- _Goal of the exercise_
Reproduce the listing from its first line down to the line containing "383;306;398;343", renaming "fence post" to "fence picket" and changing nothing else. Omit the pictures from your answer.

Image region labeling listing
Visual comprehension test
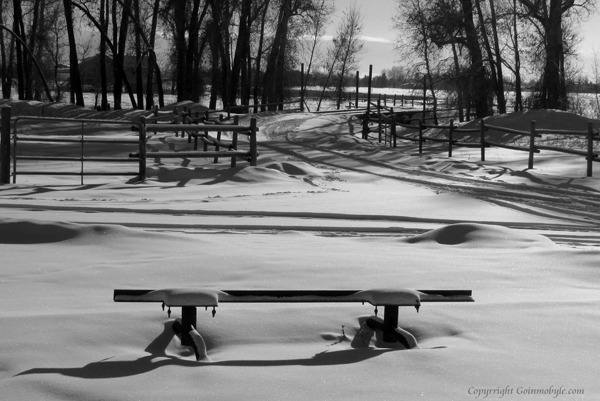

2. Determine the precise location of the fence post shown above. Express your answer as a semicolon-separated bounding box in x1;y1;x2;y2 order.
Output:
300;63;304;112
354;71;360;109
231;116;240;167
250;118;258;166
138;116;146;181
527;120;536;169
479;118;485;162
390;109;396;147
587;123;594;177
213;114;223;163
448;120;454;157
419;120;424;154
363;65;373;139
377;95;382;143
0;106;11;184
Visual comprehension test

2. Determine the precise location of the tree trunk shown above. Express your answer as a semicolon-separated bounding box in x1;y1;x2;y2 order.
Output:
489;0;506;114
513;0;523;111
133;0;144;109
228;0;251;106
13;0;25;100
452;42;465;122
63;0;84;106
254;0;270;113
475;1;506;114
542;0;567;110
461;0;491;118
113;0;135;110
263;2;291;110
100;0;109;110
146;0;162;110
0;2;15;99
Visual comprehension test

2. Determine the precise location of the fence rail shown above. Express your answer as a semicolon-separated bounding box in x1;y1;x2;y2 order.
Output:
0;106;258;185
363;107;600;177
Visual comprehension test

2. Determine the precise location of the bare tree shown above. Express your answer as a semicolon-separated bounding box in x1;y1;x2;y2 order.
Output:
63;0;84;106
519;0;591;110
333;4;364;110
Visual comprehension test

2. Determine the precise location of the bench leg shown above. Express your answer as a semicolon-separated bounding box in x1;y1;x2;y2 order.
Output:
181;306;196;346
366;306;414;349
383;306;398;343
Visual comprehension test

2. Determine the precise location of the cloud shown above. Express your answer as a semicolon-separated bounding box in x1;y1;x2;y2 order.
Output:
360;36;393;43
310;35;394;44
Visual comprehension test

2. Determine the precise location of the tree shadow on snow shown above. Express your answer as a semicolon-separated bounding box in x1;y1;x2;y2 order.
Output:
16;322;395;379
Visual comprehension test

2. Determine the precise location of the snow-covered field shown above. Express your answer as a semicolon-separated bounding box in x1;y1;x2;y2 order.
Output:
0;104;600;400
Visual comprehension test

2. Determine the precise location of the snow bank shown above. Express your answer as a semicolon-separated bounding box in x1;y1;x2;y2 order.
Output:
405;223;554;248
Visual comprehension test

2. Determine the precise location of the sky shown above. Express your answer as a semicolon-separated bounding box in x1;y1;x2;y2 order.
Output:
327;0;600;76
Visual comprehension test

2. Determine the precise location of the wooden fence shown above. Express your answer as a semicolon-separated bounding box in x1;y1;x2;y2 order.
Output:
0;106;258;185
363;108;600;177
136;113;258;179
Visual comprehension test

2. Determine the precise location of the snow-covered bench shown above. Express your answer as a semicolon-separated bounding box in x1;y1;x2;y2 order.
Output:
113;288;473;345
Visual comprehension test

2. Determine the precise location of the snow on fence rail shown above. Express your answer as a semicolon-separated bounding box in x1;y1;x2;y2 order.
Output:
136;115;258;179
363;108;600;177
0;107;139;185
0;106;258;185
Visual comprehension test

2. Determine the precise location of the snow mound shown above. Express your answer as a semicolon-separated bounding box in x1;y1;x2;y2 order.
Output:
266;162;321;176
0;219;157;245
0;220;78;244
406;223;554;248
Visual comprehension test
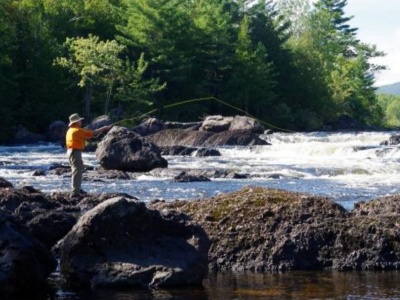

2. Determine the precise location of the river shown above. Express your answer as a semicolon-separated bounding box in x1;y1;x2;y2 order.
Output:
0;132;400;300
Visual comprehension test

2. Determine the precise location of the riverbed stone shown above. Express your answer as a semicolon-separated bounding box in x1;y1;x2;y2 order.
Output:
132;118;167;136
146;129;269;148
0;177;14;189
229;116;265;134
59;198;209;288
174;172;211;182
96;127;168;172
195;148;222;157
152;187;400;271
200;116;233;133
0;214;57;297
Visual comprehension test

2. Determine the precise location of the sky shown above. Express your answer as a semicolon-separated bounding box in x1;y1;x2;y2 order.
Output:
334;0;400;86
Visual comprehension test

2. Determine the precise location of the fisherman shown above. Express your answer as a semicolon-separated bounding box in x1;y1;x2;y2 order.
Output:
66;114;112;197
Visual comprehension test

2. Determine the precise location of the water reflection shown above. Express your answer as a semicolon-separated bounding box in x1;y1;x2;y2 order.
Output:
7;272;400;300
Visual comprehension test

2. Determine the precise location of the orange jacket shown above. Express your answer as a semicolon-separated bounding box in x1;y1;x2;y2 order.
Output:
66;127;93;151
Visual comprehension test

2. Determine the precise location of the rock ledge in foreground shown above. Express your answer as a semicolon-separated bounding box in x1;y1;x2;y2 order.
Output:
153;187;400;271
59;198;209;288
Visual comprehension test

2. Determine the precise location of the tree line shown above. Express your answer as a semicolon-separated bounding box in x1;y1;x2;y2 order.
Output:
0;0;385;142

- _Task output_
Visual comprehension test

2. Determine the precise location of the fence picket shown above. Express your answer as a semicolon-separated bounding box in x1;y1;x2;y2 order.
Output:
300;63;304;112
354;71;360;109
231;116;240;167
250;118;258;166
138;116;146;181
527;120;536;169
479;118;485;162
390;109;396;147
587;123;594;177
213;114;223;163
448;120;454;157
419;120;424;154
363;65;373;139
377;95;382;143
0;106;11;184
Visual comprehension test

2. Determine the precise location of the tree trunk shown above. Express your answer as a semicolon-separated bounding box in x1;y1;x2;y2 order.
Output:
489;0;506;114
513;0;523;111
133;0;144;109
228;0;251;106
13;0;25;100
452;42;465;122
63;0;84;106
254;0;270;113
475;1;506;114
542;0;567;110
461;0;491;118
113;0;135;110
263;2;291;110
100;0;109;110
146;0;162;110
0;2;15;99
Visual comprehension test

2. Determine the precise location of the fence rail shown above. Express your answer as a semicolon-separated bounding box in x1;y1;x2;y2 order.
Output:
0;106;258;185
363;107;600;177
Visual comprehension test

2. Determine the precise location of the bare tree shown above. Express your answer as a semicolon-separated bounding box in x1;y1;x2;y2 order.
Output:
63;0;84;106
519;0;591;110
333;4;364;110
Visual comprehension test

2. Determine the precise location of the bench leg shown above. Express your answer as a semicolon-separated bounding box in x1;y1;x2;y2 order.
Output:
181;306;196;346
366;306;414;349
383;306;398;343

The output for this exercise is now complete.